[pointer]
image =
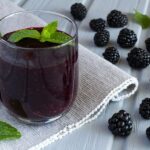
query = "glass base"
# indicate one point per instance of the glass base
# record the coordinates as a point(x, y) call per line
point(35, 122)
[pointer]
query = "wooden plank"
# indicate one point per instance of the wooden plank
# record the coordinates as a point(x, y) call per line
point(95, 135)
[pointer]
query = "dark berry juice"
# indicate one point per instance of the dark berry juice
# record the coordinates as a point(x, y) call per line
point(38, 81)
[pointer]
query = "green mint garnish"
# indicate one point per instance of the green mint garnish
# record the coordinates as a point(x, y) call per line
point(25, 33)
point(7, 132)
point(48, 30)
point(142, 19)
point(48, 34)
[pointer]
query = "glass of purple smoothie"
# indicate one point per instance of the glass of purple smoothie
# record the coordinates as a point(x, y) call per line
point(38, 81)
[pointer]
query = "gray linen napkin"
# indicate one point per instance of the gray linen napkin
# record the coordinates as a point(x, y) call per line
point(99, 83)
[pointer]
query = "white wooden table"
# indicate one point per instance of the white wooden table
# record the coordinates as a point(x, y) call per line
point(96, 136)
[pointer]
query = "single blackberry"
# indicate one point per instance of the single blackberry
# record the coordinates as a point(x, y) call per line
point(120, 124)
point(127, 38)
point(111, 54)
point(78, 11)
point(148, 133)
point(116, 19)
point(138, 58)
point(144, 109)
point(147, 43)
point(97, 24)
point(101, 38)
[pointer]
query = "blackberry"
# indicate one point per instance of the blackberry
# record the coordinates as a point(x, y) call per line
point(101, 38)
point(120, 124)
point(144, 109)
point(78, 11)
point(147, 43)
point(148, 133)
point(127, 38)
point(97, 24)
point(116, 19)
point(138, 58)
point(111, 54)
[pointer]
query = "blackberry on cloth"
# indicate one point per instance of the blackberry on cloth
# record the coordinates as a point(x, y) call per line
point(120, 124)
point(116, 19)
point(144, 109)
point(138, 58)
point(111, 54)
point(126, 38)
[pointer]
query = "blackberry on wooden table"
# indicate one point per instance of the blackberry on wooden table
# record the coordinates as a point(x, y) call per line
point(120, 124)
point(126, 38)
point(111, 54)
point(78, 11)
point(144, 109)
point(117, 19)
point(138, 58)
point(101, 38)
point(97, 24)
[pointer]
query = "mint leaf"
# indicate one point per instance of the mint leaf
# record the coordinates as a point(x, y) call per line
point(25, 33)
point(142, 19)
point(58, 37)
point(49, 34)
point(8, 132)
point(48, 30)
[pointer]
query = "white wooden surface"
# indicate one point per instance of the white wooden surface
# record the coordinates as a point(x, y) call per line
point(96, 136)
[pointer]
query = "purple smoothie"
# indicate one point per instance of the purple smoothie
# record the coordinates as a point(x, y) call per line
point(38, 82)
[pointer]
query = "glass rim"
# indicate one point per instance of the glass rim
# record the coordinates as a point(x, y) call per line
point(42, 11)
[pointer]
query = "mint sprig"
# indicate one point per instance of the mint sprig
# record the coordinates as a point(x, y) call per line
point(142, 19)
point(25, 33)
point(48, 30)
point(49, 34)
point(8, 132)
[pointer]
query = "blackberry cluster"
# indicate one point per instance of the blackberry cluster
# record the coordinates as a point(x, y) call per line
point(78, 11)
point(101, 38)
point(97, 24)
point(148, 133)
point(127, 38)
point(120, 124)
point(111, 54)
point(147, 43)
point(138, 58)
point(116, 19)
point(144, 109)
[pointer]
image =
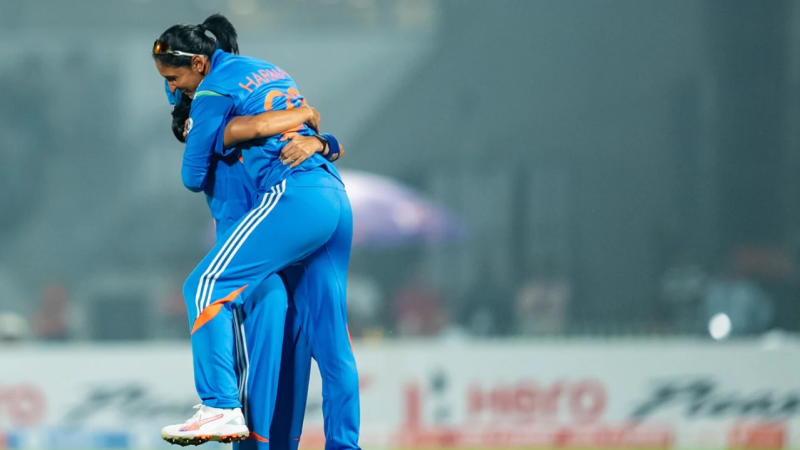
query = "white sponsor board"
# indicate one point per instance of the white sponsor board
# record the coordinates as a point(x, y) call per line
point(617, 393)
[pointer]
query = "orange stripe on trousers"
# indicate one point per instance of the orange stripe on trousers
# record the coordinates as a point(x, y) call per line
point(213, 309)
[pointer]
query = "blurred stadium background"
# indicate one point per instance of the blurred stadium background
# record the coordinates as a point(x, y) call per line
point(593, 241)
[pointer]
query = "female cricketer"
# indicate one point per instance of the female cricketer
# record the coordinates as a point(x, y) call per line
point(227, 196)
point(302, 218)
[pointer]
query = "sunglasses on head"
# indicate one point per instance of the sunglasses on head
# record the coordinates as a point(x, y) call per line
point(162, 48)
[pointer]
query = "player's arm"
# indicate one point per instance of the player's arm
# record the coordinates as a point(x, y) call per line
point(209, 112)
point(270, 123)
point(299, 148)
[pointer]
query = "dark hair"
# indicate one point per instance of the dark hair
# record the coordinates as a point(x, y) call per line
point(198, 39)
point(179, 116)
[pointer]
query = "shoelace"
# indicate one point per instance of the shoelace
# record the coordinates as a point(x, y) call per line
point(197, 415)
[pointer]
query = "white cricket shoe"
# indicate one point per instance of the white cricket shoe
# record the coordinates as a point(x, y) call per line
point(208, 424)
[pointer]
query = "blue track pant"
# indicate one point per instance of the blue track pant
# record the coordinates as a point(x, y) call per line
point(304, 225)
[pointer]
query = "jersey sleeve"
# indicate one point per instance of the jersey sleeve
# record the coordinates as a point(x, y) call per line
point(210, 113)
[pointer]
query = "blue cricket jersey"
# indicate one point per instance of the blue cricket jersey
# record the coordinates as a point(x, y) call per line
point(236, 86)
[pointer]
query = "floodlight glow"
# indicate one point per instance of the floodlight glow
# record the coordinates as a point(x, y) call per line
point(719, 327)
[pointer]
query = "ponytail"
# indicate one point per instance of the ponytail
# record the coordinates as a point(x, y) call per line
point(223, 31)
point(215, 32)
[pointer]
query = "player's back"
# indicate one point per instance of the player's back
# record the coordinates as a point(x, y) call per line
point(256, 86)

++++++++

Every record must be copied exactly, with images dropped from the result.

[pointer]
image =
query = "glass base"
# indicate one point per instance of the glass base
# record the coordinates as a point(x, y) call per line
point(35, 122)
[pointer]
query = "wooden plank"
# indicate one point per instance of the wooden plank
# record the coordinates as a point(x, y) call per line
point(95, 135)
[pointer]
query = "dark berry juice"
# indicate one point per instance of the dark berry juice
# record the coordinates as a point(x, y) call per line
point(38, 81)
[pointer]
query = "green mint garnish"
# indicate one point per instance of the green mint garnish
# record the coordinates as a point(x, y) call per line
point(25, 33)
point(7, 132)
point(48, 30)
point(142, 19)
point(48, 34)
[pointer]
query = "glass of purple smoothie"
# indicate one point per instance of the glass of purple smoothie
# record the coordinates as a point(x, y) call per line
point(38, 81)
[pointer]
query = "gray linen napkin"
# indicate one point per instance of the gray linen napkin
# record the coordinates as a point(x, y) call per line
point(99, 83)
[pointer]
query = "white wooden table"
# indicate one point per instance of the white wooden table
# record the coordinates as a point(x, y) call per line
point(96, 136)
[pointer]
query = "single blackberry"
# indicate one point per instance of the single blackberry
# record the coordinates as a point(x, y) call per line
point(120, 124)
point(127, 38)
point(111, 54)
point(78, 11)
point(148, 133)
point(116, 19)
point(138, 58)
point(144, 109)
point(147, 43)
point(97, 24)
point(101, 38)
[pointer]
query = "blackberry"
# indicate one point per instance of the blackberry
# record the coordinates as a point(x, y) call per line
point(101, 38)
point(120, 124)
point(144, 109)
point(78, 11)
point(147, 43)
point(148, 133)
point(127, 38)
point(97, 24)
point(116, 19)
point(138, 58)
point(111, 54)
[pointer]
query = "blackberry on cloth"
# indicate one point per instance of the blackberry on cloth
# record the coordinates as a point(x, y) call per line
point(120, 124)
point(116, 19)
point(144, 109)
point(138, 58)
point(111, 54)
point(126, 38)
[pointer]
query = "blackberry on wooden table"
# indicate one point per instance of the blackberry on wooden table
# record the coordinates as a point(x, y) call per line
point(120, 124)
point(126, 38)
point(111, 54)
point(78, 11)
point(144, 109)
point(117, 19)
point(138, 58)
point(101, 38)
point(97, 24)
[pointer]
query = "mint leaf"
# indicate one point per instance of the mint leaf
# record the coordinates as a point(x, y) call per line
point(25, 33)
point(142, 19)
point(58, 37)
point(49, 34)
point(8, 132)
point(48, 30)
[pointer]
query = "white wooden surface"
# indicate one point per instance of the white wooden surface
# record the coordinates as a point(x, y) call per line
point(96, 136)
[pointer]
query = "purple smoothie"
# indicate one point per instance of the purple smoothie
# record the coordinates as a point(x, y) call per line
point(38, 82)
[pointer]
query = "glass rim"
# indicate one point per instance of the glass rim
# record the coordinates as a point(x, y) call per line
point(42, 11)
[pointer]
query = "mint sprig"
# indicate one point per instance of the mint sprig
# record the coordinates as a point(x, y) call per line
point(142, 19)
point(25, 33)
point(48, 30)
point(49, 34)
point(8, 132)
[pointer]
query = "blackberry cluster"
# indicate one point per instance of the blackberry cluster
# record the coordinates as a point(x, y) call per line
point(78, 11)
point(101, 38)
point(97, 24)
point(148, 133)
point(127, 38)
point(120, 124)
point(111, 54)
point(147, 43)
point(138, 58)
point(116, 19)
point(144, 109)
[pointer]
image =
query = "white sponsor board"
# indicate one point per instance of the white sponsor board
# record the coordinates as a point(x, y) call per line
point(617, 393)
[pointer]
query = "orange stripe on trousers"
# indicate one point per instance of the orange stripe on trousers
# record the coordinates as a point(x, y) call per line
point(213, 309)
[pointer]
query = "blurred stadium background"
# indicate one point per instance of the blurred stadium background
# record the coordinates as a point(x, y) call per line
point(593, 241)
[pointer]
query = "female cricketer"
# indicate one point per instance of the female cricketer
# record the coordinates as a point(x, y) call per line
point(227, 196)
point(302, 218)
[pointer]
query = "sunglasses on head"
# indicate one point per instance of the sunglasses on head
# record the coordinates as a point(x, y) call per line
point(162, 48)
[pointer]
query = "player's arm"
# indicate one point per instance of the player's arm
# record the coordinates as a point(x, y) call per line
point(209, 112)
point(270, 123)
point(299, 148)
[pointer]
query = "dark hair"
# indicate one point per instance of the dark hair
# record the coordinates as a point(x, y) call per line
point(198, 39)
point(179, 116)
[pointer]
query = "shoelace"
# indicate one point per instance of the shoelace
# record the coordinates as a point(x, y) call per line
point(197, 415)
[pointer]
query = "white cricket shoe"
# indicate one point per instance of the white cricket shoe
# record the coordinates as a point(x, y) call per line
point(208, 424)
[pointer]
query = "blue track pant"
# indicate one point per instance of the blue track pant
# record the coordinates as a point(x, y) call per line
point(304, 225)
[pointer]
query = "jersey sleeve"
# indicate one point per instance of the jersey sleeve
# record the coordinates as a point(x, y) call per line
point(210, 113)
[pointer]
query = "blue cricket jersey"
# indicate one point per instance of the blue cricket jersey
# record the coordinates as a point(x, y) call per line
point(236, 86)
[pointer]
query = "floodlight glow"
# indicate one point per instance of the floodlight glow
# record the coordinates as a point(x, y) call per line
point(719, 327)
[pointer]
query = "ponytail"
# indicate one point per instance of the ponytail
# record the coordinates as a point(x, y) call per line
point(223, 31)
point(215, 32)
[pointer]
query = "player's back"
# indicate one point per instance of the player's back
# record the coordinates as a point(x, y) call per line
point(256, 86)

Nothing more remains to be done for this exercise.